AVAILABLE RECORDS:
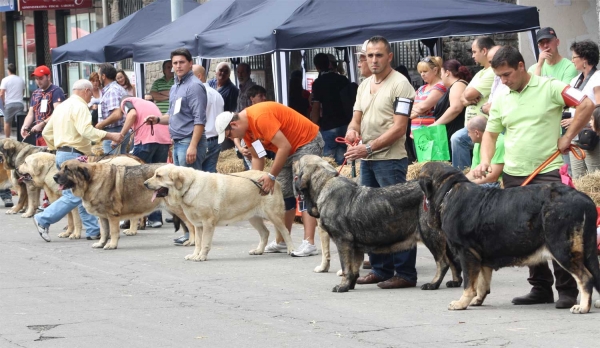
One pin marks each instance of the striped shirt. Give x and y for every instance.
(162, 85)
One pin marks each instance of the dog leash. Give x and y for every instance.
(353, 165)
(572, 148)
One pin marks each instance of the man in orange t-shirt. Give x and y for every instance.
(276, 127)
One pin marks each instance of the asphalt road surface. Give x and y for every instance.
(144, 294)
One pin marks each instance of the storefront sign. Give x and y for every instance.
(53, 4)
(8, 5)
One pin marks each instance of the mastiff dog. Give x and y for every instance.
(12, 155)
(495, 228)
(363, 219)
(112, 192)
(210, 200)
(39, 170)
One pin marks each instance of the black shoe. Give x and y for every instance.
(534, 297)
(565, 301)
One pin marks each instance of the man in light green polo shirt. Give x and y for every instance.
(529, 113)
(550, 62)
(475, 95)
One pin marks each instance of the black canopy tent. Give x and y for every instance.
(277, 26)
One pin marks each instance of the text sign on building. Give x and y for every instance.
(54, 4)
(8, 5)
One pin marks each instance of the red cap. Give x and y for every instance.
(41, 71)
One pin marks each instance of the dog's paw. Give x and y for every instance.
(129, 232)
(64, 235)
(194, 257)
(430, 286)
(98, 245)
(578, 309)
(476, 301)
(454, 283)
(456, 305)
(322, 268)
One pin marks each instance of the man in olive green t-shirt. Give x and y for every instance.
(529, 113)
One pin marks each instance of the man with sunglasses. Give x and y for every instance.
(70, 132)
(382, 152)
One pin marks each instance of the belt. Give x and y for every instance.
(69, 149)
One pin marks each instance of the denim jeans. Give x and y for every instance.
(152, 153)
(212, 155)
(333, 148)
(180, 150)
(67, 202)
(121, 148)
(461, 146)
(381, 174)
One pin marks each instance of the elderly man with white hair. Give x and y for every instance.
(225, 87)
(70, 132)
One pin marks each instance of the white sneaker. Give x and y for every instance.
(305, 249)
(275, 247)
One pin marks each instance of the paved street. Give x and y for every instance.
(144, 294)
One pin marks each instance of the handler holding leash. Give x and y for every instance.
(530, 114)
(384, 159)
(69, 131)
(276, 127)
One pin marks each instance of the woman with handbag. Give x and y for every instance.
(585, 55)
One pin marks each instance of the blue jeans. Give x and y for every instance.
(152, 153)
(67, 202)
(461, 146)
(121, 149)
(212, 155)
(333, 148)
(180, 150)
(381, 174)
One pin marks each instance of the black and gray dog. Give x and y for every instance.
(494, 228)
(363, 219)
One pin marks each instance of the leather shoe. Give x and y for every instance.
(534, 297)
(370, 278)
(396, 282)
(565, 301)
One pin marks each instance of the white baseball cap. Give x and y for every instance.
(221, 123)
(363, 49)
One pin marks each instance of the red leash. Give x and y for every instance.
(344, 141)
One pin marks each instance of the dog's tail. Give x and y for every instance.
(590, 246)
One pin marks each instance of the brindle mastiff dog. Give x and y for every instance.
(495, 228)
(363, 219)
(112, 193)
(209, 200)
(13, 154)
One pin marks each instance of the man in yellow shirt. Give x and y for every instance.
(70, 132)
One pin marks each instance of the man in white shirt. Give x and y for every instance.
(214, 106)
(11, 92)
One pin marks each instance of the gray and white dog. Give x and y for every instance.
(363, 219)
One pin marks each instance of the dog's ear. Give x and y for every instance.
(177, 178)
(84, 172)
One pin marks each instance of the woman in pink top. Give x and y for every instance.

WORK REQUEST:
Copy all records exactly, no images.

TASK ANSWER:
One pin marks each instance of the striped shirt. Give x and y for every instance.
(162, 85)
One pin marks each instance of the dog leash. Give x and y for every instance.
(353, 165)
(572, 148)
One pin marks each instance of the man in orange t-shirt. Give x and y for every instance.
(276, 127)
One pin marks each instance of the asphalt road surface. Give x and y for every instance.
(144, 294)
One pin marks each instance of the storefront sign. Give x and y for every instance.
(53, 4)
(8, 5)
One pin marks each instance of the mastiff dog. Give x and y for every instance.
(12, 155)
(495, 228)
(363, 219)
(112, 192)
(210, 200)
(39, 170)
One pin marks each instance of the black shoe. Give x and y for every instance.
(534, 297)
(565, 301)
One pin marks each instance of the man in light green polo shirt. Give x and y for every instance.
(529, 113)
(550, 62)
(475, 95)
One pin marks each instance of the black canopy tent. Give x and y for every instance.
(277, 26)
One pin marks each instance of the text sign on building. Give x and y for every instance.
(54, 4)
(8, 5)
One pin marks each instance of the red cap. Give x and y for every instance.
(41, 71)
One pin marks each instance of the dog's paw. Give x and y for every instance.
(129, 232)
(64, 235)
(194, 257)
(430, 286)
(98, 245)
(578, 309)
(476, 301)
(454, 283)
(456, 305)
(322, 268)
One pin marks each instance of the man in olive green t-shirt. Give x and y for every instance.
(529, 113)
One pin marks each instance of the man with sunglasses. Give x and y for every instance.
(70, 132)
(382, 152)
One pin marks each instance of the belt. Give x and y for every instance.
(69, 149)
One pin marks each instance of the denim jeans. Give x and y for every instance.
(152, 153)
(212, 155)
(333, 148)
(180, 150)
(67, 202)
(121, 148)
(461, 146)
(381, 174)
One pin marks each instance of the elderly man with white hair. Give x and y for every instance.
(225, 87)
(70, 132)
One pin marks each instance of the white sneaker. Give x and y for every instance.
(305, 249)
(275, 247)
One pin marks each instance of the paved street. Give x and y for every instance.
(144, 294)
One pin marks each instance of the handler holding leash. Give x and y for every instance.
(530, 114)
(384, 159)
(69, 131)
(276, 127)
One pin marks each instance of the woman with handbag. Give x and y for every instance.
(585, 55)
One pin marks each instance of the blue jeans. Give x and y for every instance.
(152, 153)
(67, 202)
(461, 146)
(121, 149)
(212, 155)
(333, 148)
(180, 150)
(381, 174)
One pin marks each instance of the black and gray dog. Give x and y for every instance.
(494, 228)
(363, 219)
One pin marks each instance of the leather shoe. Give x and y for every instance.
(534, 297)
(370, 278)
(396, 282)
(565, 301)
One pin marks each instance of the white baseball cap. Give x and y for every instance.
(221, 123)
(363, 49)
One pin marks each instance of the red leash. Give x and y for every instance.
(344, 141)
One pin marks each instance of the dog's tail. Give x and y for every instance.
(590, 246)
One pin marks each instance of the brindle mastiff dog. Give x and y for every instance.
(495, 228)
(363, 219)
(112, 193)
(209, 200)
(13, 154)
One pin marks each instance of the man in yellow shirt. Give x and y for every instance.
(70, 132)
One pin marks each instance of the man in white shirt. Give x and y for every instance.
(214, 106)
(11, 92)
One pin marks each instance of the gray and white dog. Give x and y for every instance.
(363, 219)
One pin marks each instance of the dog's ear. Give x and y for every instance.
(177, 178)
(84, 172)
One pin marks each instance of the woman in pink top. Give x and y for every instance.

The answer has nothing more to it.